[[ Supplied material open ]]

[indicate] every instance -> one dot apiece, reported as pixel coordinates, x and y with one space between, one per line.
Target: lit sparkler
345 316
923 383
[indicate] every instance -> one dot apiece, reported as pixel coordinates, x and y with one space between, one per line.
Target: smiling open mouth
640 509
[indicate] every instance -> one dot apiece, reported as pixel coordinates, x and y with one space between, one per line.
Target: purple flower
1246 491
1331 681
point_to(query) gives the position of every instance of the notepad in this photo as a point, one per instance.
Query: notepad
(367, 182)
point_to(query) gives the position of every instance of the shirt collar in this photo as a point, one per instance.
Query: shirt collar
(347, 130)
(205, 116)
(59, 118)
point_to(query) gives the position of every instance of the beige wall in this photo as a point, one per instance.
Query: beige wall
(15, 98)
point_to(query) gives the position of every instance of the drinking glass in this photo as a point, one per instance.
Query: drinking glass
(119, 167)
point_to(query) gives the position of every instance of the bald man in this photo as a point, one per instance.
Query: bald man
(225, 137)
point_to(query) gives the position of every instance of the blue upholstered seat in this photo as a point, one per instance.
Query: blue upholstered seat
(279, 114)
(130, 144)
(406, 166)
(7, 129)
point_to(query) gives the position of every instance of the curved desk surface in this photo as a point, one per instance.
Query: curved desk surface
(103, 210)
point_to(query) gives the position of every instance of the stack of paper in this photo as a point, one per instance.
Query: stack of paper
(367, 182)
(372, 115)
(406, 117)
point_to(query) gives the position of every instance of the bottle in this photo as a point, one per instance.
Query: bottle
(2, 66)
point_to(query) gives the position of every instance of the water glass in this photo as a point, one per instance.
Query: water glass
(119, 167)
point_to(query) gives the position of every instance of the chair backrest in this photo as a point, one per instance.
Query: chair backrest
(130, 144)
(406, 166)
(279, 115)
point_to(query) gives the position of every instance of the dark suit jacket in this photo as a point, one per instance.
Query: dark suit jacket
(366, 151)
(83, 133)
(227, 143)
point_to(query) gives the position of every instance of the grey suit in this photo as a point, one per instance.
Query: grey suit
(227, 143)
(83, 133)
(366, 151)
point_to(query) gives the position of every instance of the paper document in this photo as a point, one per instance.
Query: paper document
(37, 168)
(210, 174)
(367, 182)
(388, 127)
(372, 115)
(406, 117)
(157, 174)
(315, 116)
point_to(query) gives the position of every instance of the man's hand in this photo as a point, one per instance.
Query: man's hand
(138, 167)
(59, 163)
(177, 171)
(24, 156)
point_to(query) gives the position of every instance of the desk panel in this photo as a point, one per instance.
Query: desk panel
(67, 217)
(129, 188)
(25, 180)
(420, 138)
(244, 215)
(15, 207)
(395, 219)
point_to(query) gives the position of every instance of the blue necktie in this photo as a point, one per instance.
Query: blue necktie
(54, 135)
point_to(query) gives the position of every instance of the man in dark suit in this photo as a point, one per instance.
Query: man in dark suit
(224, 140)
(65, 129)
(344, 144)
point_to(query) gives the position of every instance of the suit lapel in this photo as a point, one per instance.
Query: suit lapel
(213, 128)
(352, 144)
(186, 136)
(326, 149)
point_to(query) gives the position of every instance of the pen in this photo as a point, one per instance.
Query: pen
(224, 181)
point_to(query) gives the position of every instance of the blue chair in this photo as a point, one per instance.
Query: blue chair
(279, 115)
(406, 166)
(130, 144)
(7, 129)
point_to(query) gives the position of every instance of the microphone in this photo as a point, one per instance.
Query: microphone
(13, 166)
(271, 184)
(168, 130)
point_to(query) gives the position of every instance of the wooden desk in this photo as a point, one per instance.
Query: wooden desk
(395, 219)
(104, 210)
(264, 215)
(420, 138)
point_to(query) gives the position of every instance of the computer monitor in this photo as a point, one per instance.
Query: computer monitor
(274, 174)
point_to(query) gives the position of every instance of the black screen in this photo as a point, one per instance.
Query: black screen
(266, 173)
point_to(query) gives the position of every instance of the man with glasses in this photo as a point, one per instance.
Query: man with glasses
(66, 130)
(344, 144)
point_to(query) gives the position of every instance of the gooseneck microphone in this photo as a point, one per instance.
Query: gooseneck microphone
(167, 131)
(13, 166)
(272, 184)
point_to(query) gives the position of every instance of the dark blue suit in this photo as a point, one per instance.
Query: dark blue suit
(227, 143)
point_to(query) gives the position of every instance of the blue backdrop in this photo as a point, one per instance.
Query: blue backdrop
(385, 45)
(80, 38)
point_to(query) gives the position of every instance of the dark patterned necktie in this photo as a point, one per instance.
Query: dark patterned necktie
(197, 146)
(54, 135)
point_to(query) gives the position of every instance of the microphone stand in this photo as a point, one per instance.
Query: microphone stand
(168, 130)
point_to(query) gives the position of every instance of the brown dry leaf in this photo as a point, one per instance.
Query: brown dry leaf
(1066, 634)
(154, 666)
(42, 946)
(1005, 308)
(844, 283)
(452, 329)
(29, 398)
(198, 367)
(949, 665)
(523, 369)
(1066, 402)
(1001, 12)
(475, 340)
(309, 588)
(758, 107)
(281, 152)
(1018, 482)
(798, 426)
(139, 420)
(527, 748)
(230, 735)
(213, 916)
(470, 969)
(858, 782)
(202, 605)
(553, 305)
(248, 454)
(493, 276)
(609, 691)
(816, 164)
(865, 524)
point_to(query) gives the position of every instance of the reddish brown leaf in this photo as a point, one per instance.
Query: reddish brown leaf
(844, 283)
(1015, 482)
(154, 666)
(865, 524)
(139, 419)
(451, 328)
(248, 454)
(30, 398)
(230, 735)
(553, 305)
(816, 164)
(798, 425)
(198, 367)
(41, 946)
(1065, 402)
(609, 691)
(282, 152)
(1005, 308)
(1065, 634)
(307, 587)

[[ Supplied material closed ]]

Every line above needs to be repeated exactly as shown.

Answer to this exercise:
[indicate] every instance -> one dot apiece, reported as pixel coordinates, x and y with one space between, one per line.
Target: lit sparkler
345 316
923 383
[indicate] every instance -> one dot apiece, reported as pixel coordinates, x and y with one space between, one per line.
Target: smiling open mouth
640 509
[indicate] every instance -> one dot apiece, reported as pixel coordinates, x and y with one space between, one per line.
Target: purple flower
1246 491
1331 681
point_to(query) gives the position of every instance of the notepad in this photo as a point, one per instance.
Query: notepad
(367, 182)
point_to(query) gives the position of every instance of the shirt collar in this photo as a point, one per instance.
Query: shirt collar
(347, 130)
(205, 116)
(59, 118)
point_to(query) gives the position of every instance of the beige wall in this photo as a point, one per instance.
Query: beige wall
(15, 98)
point_to(query) gives the position of every instance of the drinking glass in this photo as a point, one per instance.
Query: drinking glass
(119, 167)
point_to(query) gives the position of every instance of the bald man in this photo as a point, one per instance.
Query: bald man
(225, 137)
point_to(query) gives the position of every instance of the blue upholstered seat in this photo as a point, one per instance.
Query: blue upholstered seat
(279, 114)
(130, 144)
(406, 166)
(7, 129)
point_to(query) gives the position of every instance of the curved desk surface in this photo as a point, one per instance.
Query: curved desk surface
(103, 210)
point_to(query) gives the position of every instance of the stack of paper in this photo as a point, one per instance.
Query: stack of paper
(367, 182)
(372, 115)
(406, 117)
point_to(query) gives the position of every instance of the bottle in this photo as a point, one per instance.
Query: bottle
(2, 66)
point_to(query) gives the position of every instance of the water glass in this photo as a point, one per instance.
Query: water glass
(119, 167)
point_to(query) gives the position of every instance of the chair backrest in this photo as a point, one per instance.
Query: chair backrest
(130, 144)
(406, 166)
(279, 115)
point_to(query) gives the position of every instance of the dark suit jacket in this photo as a point, one per instance.
Query: dark suit jacket
(366, 151)
(83, 133)
(227, 143)
point_to(query) gives the position of every instance of the grey suit in this photo as a point, one per instance.
Query: grey suit
(227, 143)
(83, 133)
(366, 151)
point_to(query) gives the position of every instance of the paper document in this photo as a point, one per instance.
Query: paper document
(37, 168)
(210, 174)
(367, 182)
(388, 127)
(372, 115)
(406, 117)
(157, 174)
(315, 116)
point_to(query) gives the position of every instance of the man's hand in this photo as a point, one per instance.
Query: man's hand
(138, 167)
(59, 163)
(177, 171)
(24, 156)
point_to(query) gives the position of every instance of the desk panel in this photo as a point, one per instance.
Query: desk panel
(67, 217)
(129, 188)
(25, 180)
(420, 138)
(244, 215)
(15, 207)
(395, 219)
point_to(query) gives the position of every instance of the blue necktie in this photo as a point, one per instance.
Query: blue necktie
(54, 135)
point_to(query) gives the position of every instance of the man in dark suit in this photo as a point, one per instance.
Query: man in dark suit
(224, 140)
(65, 129)
(344, 144)
point_to(query) gives the position of every instance of the suit lapel in this photo as a point, one per instance.
Query: suit lapel
(213, 128)
(352, 144)
(186, 136)
(326, 149)
point_to(query) gives the position of every instance of the pen in this photo as a point, one per instance.
Query: pen
(224, 181)
point_to(query) gives the position of every instance of the blue chair in this photo as a point, one per instance.
Query: blue chair
(279, 115)
(406, 166)
(130, 144)
(7, 129)
point_to(query) gives the position of every instance of the microphone in this photo as a point, one per instance.
Query: microphone
(13, 166)
(271, 184)
(168, 130)
point_to(query) gives the position of every instance of the wooden desk in this photo as a point, one per instance.
Query: wooden desk
(395, 219)
(104, 210)
(264, 215)
(420, 138)
point_to(query) gives the position of every instance of the computer monitor in this photo as a point, one per instance.
Query: computer monitor
(274, 174)
point_to(query) gives the position of every instance of the black screen in this photo as a point, one per instance.
Query: black screen
(266, 173)
point_to(query) gives the position of every instance of the man with glasses in this photo as a point, one per instance.
Query: man with glasses
(66, 130)
(344, 144)
point_to(query) gives the position of every instance of the gooseneck microphone in this photo as a point, one per instance.
Query: gooseneck microphone
(167, 131)
(13, 166)
(272, 184)
point_to(query) gives the position of every instance of the dark blue suit in this photo as a point, one per instance.
Query: dark blue suit
(227, 143)
point_to(query) gives the position of every instance of the blue backdrop in this photo as a point, one per instance.
Query: blue backdrop
(385, 45)
(80, 38)
point_to(query) gives the position of every instance of the dark patterned necktie in this photo as a point, one per instance.
Query: dark patterned necktie
(197, 146)
(54, 135)
point_to(query) gives the position of every instance of the microphone stand in this photo as a point, one per instance.
Query: microphone stand
(168, 130)
point_to(query) gives the position of every instance of the brown dry leaf in this photo as a point, one per instance.
Query: brown dry leaf
(1066, 634)
(154, 666)
(42, 946)
(1005, 308)
(844, 283)
(452, 329)
(29, 398)
(198, 367)
(949, 665)
(523, 369)
(1066, 402)
(1001, 12)
(475, 340)
(309, 588)
(758, 107)
(281, 152)
(1018, 482)
(798, 426)
(139, 420)
(527, 748)
(230, 735)
(213, 916)
(470, 969)
(858, 782)
(202, 605)
(553, 305)
(248, 454)
(493, 276)
(609, 691)
(816, 164)
(865, 524)
point_to(query) gives the position of every instance of the reddish brown leaf in this photo as a point, one per instance.
Query: reddish brown leaf
(844, 283)
(1015, 482)
(154, 666)
(865, 524)
(139, 419)
(451, 328)
(248, 454)
(30, 398)
(230, 735)
(553, 305)
(816, 164)
(798, 425)
(198, 367)
(41, 946)
(1065, 402)
(609, 691)
(282, 152)
(1005, 308)
(1065, 634)
(307, 587)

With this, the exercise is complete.